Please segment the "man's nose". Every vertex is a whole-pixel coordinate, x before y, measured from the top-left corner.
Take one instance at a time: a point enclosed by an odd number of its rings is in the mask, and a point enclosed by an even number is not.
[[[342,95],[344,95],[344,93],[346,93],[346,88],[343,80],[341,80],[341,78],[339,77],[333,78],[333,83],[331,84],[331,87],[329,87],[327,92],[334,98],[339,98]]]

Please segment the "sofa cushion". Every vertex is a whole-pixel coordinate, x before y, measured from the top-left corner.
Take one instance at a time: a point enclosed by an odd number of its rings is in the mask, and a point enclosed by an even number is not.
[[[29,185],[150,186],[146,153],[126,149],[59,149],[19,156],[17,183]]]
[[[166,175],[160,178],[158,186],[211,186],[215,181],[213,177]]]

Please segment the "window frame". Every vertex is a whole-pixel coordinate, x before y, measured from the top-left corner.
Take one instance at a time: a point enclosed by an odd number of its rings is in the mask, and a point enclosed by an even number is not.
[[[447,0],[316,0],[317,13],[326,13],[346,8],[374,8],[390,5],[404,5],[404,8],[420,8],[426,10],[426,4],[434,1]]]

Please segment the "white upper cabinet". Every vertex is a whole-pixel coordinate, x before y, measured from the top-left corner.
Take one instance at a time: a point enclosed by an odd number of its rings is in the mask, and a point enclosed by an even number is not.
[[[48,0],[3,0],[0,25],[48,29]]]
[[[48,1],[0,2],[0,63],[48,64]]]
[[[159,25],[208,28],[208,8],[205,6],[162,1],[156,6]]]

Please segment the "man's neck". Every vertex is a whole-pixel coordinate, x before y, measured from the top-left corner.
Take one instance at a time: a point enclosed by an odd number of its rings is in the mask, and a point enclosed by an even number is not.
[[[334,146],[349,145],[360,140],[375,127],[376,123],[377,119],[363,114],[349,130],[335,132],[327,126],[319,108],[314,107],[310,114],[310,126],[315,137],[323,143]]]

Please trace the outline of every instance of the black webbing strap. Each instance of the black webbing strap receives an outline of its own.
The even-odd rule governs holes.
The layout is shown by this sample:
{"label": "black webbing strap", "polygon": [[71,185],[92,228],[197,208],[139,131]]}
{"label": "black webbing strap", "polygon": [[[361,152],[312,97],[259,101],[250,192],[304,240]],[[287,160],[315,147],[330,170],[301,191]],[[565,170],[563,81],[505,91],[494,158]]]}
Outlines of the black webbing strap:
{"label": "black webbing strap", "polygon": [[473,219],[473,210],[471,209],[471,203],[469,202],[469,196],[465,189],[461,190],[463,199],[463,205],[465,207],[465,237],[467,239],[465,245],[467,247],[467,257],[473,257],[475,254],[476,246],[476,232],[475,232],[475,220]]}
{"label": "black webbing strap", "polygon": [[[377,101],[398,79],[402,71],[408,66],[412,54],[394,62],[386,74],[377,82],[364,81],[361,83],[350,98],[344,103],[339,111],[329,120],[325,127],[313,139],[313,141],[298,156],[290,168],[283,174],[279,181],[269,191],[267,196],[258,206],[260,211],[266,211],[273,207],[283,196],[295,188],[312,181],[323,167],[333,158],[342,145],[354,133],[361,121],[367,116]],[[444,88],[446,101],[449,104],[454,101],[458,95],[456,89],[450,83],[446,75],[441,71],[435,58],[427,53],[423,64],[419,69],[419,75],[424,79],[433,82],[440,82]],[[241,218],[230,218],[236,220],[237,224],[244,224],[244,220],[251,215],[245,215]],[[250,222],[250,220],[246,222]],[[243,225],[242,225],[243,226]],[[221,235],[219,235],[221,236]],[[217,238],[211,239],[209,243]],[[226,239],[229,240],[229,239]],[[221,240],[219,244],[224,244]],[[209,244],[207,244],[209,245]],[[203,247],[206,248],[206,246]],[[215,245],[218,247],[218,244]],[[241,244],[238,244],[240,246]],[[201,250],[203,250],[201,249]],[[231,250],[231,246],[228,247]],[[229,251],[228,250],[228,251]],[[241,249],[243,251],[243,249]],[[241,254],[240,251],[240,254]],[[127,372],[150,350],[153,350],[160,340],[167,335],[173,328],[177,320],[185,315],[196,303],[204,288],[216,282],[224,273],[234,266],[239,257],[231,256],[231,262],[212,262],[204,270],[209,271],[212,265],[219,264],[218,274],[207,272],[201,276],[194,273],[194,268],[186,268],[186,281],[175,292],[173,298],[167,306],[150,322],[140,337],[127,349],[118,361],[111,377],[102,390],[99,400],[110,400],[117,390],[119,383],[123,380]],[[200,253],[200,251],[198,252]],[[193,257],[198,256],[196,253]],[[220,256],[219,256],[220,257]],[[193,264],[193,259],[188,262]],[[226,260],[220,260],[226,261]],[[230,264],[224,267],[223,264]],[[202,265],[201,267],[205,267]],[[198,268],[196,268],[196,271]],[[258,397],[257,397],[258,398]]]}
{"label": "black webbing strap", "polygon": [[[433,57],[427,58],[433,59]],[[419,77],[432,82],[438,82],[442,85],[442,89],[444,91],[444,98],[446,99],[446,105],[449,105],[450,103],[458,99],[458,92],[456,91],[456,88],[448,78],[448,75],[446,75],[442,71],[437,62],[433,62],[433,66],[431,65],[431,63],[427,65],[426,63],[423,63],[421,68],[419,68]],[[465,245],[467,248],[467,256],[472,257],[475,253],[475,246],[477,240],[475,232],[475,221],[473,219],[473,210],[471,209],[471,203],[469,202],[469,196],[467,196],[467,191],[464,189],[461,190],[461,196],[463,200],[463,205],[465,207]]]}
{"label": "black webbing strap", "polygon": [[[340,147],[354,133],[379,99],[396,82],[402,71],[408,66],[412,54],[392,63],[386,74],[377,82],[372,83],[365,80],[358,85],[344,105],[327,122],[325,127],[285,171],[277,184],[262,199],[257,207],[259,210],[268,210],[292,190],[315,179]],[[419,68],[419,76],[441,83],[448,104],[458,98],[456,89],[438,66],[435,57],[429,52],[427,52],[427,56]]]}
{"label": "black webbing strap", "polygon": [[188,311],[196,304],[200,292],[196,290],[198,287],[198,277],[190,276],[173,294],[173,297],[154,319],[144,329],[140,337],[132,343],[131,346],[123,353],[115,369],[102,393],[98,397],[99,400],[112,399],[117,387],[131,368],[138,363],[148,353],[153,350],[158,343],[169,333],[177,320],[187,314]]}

• _Exercise_: Nothing in the entries above may be left out; retype them all exactly.

• _Your solution_:
Please segment the "man's nose". Every vertex is a whole-pixel coordinate, x before y, measured from the top-left corner.
Take one instance at a time: a point enclosed by an odd number of its rings is in the mask, and a point enclosed by an even number is not.
[[[342,95],[344,95],[344,93],[346,93],[346,88],[343,80],[341,80],[341,78],[339,77],[333,78],[333,83],[331,84],[331,87],[329,87],[327,92],[334,98],[339,98]]]

Please segment the "sofa cushion". Every vertex is a whole-pixel coordinate, x before y, measured from the top-left corner.
Take one instance at a time: a point enclosed by an odd number of its rings is in the mask, and a point enclosed by an even number is not.
[[[29,185],[150,186],[146,153],[126,149],[59,149],[19,156],[17,183]]]
[[[166,175],[160,178],[158,186],[211,186],[215,181],[213,177]]]

Please segment the "window frame". Every vertex is a whole-pixel coordinate, x before y, measured from the top-left corner.
Take one instance at a time: a point enclosed by an odd number of its rings is in the mask, and a point enclosed by an even number is not.
[[[447,0],[316,0],[317,13],[326,13],[346,8],[374,8],[390,5],[404,5],[404,8],[420,8],[426,10],[426,4],[434,1]]]

Please segment the "white upper cabinet". Every vertex is a whole-pixel coordinate, x before y, measured from the top-left corner.
Take one instance at a time: a point enclosed by an odd number of its rings is in the mask, and a point enclosed by an even number is not.
[[[48,0],[3,0],[0,25],[48,29]]]
[[[48,1],[0,2],[0,63],[48,64]]]
[[[159,25],[208,28],[208,8],[205,6],[162,1],[156,6]]]

Please segment the "man's neck". Every vertex is a whole-pixel coordinate, x before y, measured from the top-left corner.
Take one instance at a time: a point enclosed by an odd number of its rings is in the mask, and a point enclosed by an even number is not.
[[[334,146],[349,145],[360,140],[375,127],[376,123],[377,119],[363,114],[349,130],[335,132],[327,126],[319,108],[314,107],[310,114],[310,126],[315,137],[323,143]]]

Please trace the outline of every instance of the black webbing strap. Each instance of the black webbing strap receives an outline of its own.
The even-odd rule governs holes.
The layout is shown by this sample:
{"label": "black webbing strap", "polygon": [[71,185],[92,228],[197,208],[139,131]]}
{"label": "black webbing strap", "polygon": [[[361,152],[312,97],[259,101],[250,192],[304,240]],[[287,160],[315,147],[330,170],[301,191]],[[565,170],[563,81],[505,91],[494,158]]]}
Outlines of the black webbing strap:
{"label": "black webbing strap", "polygon": [[473,219],[473,210],[471,209],[471,203],[469,202],[469,196],[465,189],[461,190],[463,199],[463,205],[465,207],[465,237],[467,239],[465,245],[467,247],[467,257],[473,257],[475,254],[476,246],[476,232],[475,232],[475,220]]}
{"label": "black webbing strap", "polygon": [[[377,101],[398,79],[402,71],[408,66],[412,54],[394,62],[386,74],[377,82],[364,81],[361,83],[350,98],[344,103],[339,111],[329,120],[325,127],[313,139],[313,141],[298,156],[290,168],[283,174],[279,181],[269,191],[267,196],[258,206],[260,211],[266,211],[273,207],[283,196],[295,188],[312,181],[323,167],[333,158],[342,145],[354,133],[361,121],[367,116]],[[444,88],[446,101],[449,104],[454,101],[458,95],[456,89],[450,83],[446,75],[441,71],[435,58],[427,53],[423,64],[419,69],[419,75],[424,79],[433,82],[440,82]],[[241,218],[230,218],[236,220],[237,224],[244,224],[244,220],[251,215],[245,215]],[[250,222],[250,220],[246,222]],[[243,225],[242,225],[243,226]],[[221,235],[219,235],[221,236]],[[217,238],[211,239],[209,243]],[[226,239],[229,240],[229,239]],[[221,240],[219,244],[224,244]],[[209,244],[207,244],[209,245]],[[203,247],[206,248],[206,246]],[[215,245],[218,247],[218,244]],[[241,244],[238,244],[240,246]],[[201,250],[203,250],[201,249]],[[231,250],[231,246],[228,247]],[[229,251],[228,250],[228,251]],[[241,249],[243,251],[243,249]],[[241,254],[240,251],[240,254]],[[127,372],[150,350],[153,350],[160,340],[167,335],[173,328],[177,320],[185,315],[196,303],[204,288],[216,282],[224,273],[234,266],[239,257],[231,256],[231,262],[212,262],[204,270],[209,271],[212,265],[219,264],[218,274],[207,272],[201,276],[194,273],[194,268],[186,268],[186,281],[175,292],[173,298],[167,306],[150,322],[140,337],[127,349],[118,361],[111,377],[102,390],[99,400],[110,400],[117,390],[119,383],[123,380]],[[200,253],[200,251],[198,252]],[[193,257],[198,256],[196,253]],[[220,256],[219,256],[220,257]],[[193,264],[193,259],[188,262]],[[226,260],[220,260],[226,261]],[[230,264],[224,267],[223,264]],[[202,265],[201,267],[205,267]],[[198,268],[196,268],[196,271]],[[258,397],[257,397],[258,398]]]}
{"label": "black webbing strap", "polygon": [[[433,57],[427,58],[433,59]],[[419,77],[432,82],[438,82],[442,85],[442,89],[444,91],[444,98],[446,99],[446,105],[449,105],[450,103],[458,99],[458,92],[456,91],[456,88],[448,78],[448,75],[446,75],[442,71],[437,62],[433,62],[433,66],[431,65],[431,63],[427,65],[426,63],[423,63],[421,68],[419,68]],[[465,245],[467,248],[467,256],[472,257],[475,253],[475,246],[477,240],[475,232],[475,221],[473,219],[473,210],[471,209],[471,203],[469,202],[469,196],[467,196],[467,191],[464,189],[461,190],[461,196],[463,200],[463,205],[465,207]]]}
{"label": "black webbing strap", "polygon": [[[340,147],[354,133],[379,99],[396,82],[402,71],[408,66],[412,54],[392,63],[386,74],[377,82],[372,83],[365,80],[358,85],[344,105],[327,122],[325,127],[285,171],[277,184],[262,199],[257,207],[259,210],[268,210],[292,190],[315,179]],[[419,68],[419,76],[441,83],[448,104],[458,98],[456,89],[438,66],[435,57],[429,52],[427,52],[427,56]]]}
{"label": "black webbing strap", "polygon": [[188,311],[196,304],[200,292],[196,290],[198,287],[198,277],[190,276],[173,294],[173,297],[154,319],[144,329],[140,337],[132,343],[131,346],[123,353],[115,369],[102,393],[98,397],[99,400],[112,399],[117,387],[131,368],[138,363],[148,353],[153,350],[158,343],[169,333],[177,320],[187,314]]}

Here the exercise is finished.